(EXERCISE BRIEF):
Copy out these lines, replacing "camera-trap tally" with "field survey" every time it occurs and leaving everything else unchanged.

** Start **

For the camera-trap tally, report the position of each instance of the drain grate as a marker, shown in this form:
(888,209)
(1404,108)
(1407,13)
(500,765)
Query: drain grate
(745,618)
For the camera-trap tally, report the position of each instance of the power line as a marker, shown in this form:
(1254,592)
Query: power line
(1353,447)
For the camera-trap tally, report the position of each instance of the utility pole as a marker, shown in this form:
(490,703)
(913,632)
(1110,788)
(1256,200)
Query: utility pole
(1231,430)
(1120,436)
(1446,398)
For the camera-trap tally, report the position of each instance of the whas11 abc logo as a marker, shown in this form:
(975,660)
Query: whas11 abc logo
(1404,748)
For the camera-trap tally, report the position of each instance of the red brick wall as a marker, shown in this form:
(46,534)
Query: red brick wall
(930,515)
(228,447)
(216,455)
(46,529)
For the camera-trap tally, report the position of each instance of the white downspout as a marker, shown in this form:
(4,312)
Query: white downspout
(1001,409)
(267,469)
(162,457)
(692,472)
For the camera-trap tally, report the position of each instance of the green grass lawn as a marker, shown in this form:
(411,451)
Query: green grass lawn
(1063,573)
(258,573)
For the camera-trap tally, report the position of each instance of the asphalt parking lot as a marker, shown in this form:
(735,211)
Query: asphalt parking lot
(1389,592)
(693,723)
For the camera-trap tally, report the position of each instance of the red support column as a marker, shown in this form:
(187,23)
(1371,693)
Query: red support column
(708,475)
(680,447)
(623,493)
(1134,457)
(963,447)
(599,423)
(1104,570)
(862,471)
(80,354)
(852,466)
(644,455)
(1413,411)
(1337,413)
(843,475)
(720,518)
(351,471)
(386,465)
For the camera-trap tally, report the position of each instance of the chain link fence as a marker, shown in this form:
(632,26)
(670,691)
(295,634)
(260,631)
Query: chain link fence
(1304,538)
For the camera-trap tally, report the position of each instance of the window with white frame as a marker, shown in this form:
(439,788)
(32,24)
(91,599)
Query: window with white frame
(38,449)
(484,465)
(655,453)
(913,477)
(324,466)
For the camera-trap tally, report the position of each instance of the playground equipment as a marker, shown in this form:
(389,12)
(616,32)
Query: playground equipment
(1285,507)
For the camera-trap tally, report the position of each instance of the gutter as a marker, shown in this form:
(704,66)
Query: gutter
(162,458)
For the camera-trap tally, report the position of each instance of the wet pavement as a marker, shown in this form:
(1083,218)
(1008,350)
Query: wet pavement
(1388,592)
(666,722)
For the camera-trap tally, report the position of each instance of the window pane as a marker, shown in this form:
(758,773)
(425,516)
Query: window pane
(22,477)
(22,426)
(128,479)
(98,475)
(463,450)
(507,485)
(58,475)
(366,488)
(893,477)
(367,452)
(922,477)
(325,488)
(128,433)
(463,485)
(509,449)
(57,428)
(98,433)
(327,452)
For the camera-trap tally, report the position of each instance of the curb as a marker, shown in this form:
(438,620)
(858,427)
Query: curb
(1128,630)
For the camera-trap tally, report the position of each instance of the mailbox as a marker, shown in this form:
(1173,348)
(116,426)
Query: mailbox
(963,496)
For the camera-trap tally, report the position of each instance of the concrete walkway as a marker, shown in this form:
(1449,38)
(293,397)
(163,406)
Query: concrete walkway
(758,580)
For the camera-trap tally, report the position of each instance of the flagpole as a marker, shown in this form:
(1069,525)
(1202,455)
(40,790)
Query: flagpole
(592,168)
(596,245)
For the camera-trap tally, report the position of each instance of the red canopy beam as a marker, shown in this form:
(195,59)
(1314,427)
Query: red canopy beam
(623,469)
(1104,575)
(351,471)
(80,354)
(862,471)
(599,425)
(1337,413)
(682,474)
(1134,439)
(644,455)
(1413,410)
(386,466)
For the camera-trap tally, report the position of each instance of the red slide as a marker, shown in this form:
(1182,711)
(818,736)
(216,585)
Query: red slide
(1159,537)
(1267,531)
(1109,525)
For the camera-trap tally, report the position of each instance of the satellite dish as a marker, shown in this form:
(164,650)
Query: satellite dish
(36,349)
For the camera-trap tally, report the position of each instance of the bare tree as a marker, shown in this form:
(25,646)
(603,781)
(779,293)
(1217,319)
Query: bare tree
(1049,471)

** End **

(TASK RESPONSE):
For the field survey, report the position of each instance of the drain grate as a marker, shown in this form:
(888,209)
(1404,108)
(1407,13)
(500,765)
Query: drain grate
(745,618)
For the field survey, report the position of each instance of the power line as a marker, shown in this form:
(1254,592)
Query: power line
(1353,447)
For the field survey, report the position of each instance of the utility pole as a marker, shown in this form:
(490,703)
(913,632)
(1110,788)
(1256,200)
Query: utility pole
(1231,430)
(1120,436)
(1446,398)
For the field survey, report the position of each instance of the whas11 abc logo as a marker, shown in this form:
(975,660)
Query: whas11 abc logo
(1404,748)
For the field survey, report the position of each instance of the red brick wall as a marker, shown in this form:
(46,534)
Query: red brick wall
(930,515)
(228,447)
(216,455)
(46,529)
For the field survey, report the position of each instance of the white downspout as a marker, shown in this form:
(4,312)
Query: white downspout
(1001,409)
(267,469)
(162,457)
(692,472)
For the field survey, report the position of each instance of the green grass lawn as a marker, shown in this form:
(411,451)
Query: green grass lawn
(1063,573)
(258,573)
For the field survey, report the position of each instance of the asphalt parking lot as a marker, shown in this form:
(735,211)
Query: asphalt parking lot
(1389,592)
(693,723)
For the field survey, report the position of each instance of the red support column as a marker, shown in this form:
(187,23)
(1371,693)
Query: red support column
(708,475)
(680,447)
(623,493)
(1134,457)
(963,447)
(599,423)
(1104,570)
(862,471)
(80,354)
(852,466)
(644,455)
(1413,411)
(1337,413)
(843,475)
(720,518)
(351,471)
(386,465)
For the field survey, report the position of each instance of the chain link fence as a marker, shown in this form:
(632,26)
(670,691)
(295,634)
(260,631)
Query: chain link fence
(1304,538)
For the field survey, report the position of each instance of the window with white frame as a marker, shown in this form:
(439,788)
(32,24)
(91,599)
Query: window with white frame
(38,449)
(484,465)
(655,453)
(913,477)
(324,466)
For the field survey, report the position of each instance of the playground equipment as a marker, shown in this form:
(389,12)
(616,32)
Query: playground equipment
(1285,507)
For the field survey, report the position of each instance of the gutter as a marker, shown in this form:
(704,66)
Query: gutter
(162,458)
For the field survey, report the position of each instance of the wet pavement as a marker, shown in this form:
(1083,218)
(1008,350)
Query: wet pavement
(1388,592)
(666,722)
For the field survey, report the position of each instance of the window pane as a marker, shown in this form:
(758,773)
(425,516)
Query: window pane
(22,477)
(22,426)
(128,479)
(98,475)
(463,450)
(507,485)
(58,475)
(366,488)
(893,477)
(367,452)
(922,477)
(325,488)
(128,433)
(463,485)
(509,449)
(57,428)
(98,433)
(327,452)
For the field survey, report the position of each instance of the curb as a marker, shown in this form:
(438,620)
(858,427)
Query: curb
(1128,630)
For the field survey, report the position of each instance of the mailbox as a marker, shown in this form:
(1173,348)
(116,426)
Query: mailbox
(963,496)
For the field survey, report the position of each instance of the concrete walkway as a marker, shown in this form:
(1449,38)
(293,397)
(163,406)
Query: concrete walkway
(758,580)
For the field survey, report the position of each instance of the flagpole as a marker, shown in this form:
(1069,525)
(1202,455)
(40,790)
Query: flagpole
(592,168)
(596,245)
For the field survey, report the position of each instance of the red canopy beam as a marker, shown in this form:
(195,59)
(1314,427)
Query: red canopy beam
(623,469)
(1104,575)
(351,471)
(80,354)
(862,471)
(599,425)
(1337,413)
(682,474)
(1134,439)
(644,455)
(1413,410)
(386,466)
For the field survey, report the position of each instance of the red slide as a marker, shown in this form:
(1182,711)
(818,736)
(216,585)
Query: red slide
(1159,537)
(1267,531)
(1109,525)
For the field survey, report the position of each instance of the satellite dish as a marker, shown in this form:
(164,650)
Query: satellite dish
(36,349)
For the field survey, report the position of each instance of the bare tree as a marker, shown in this form:
(25,646)
(603,781)
(779,293)
(1217,319)
Query: bare tree
(1049,471)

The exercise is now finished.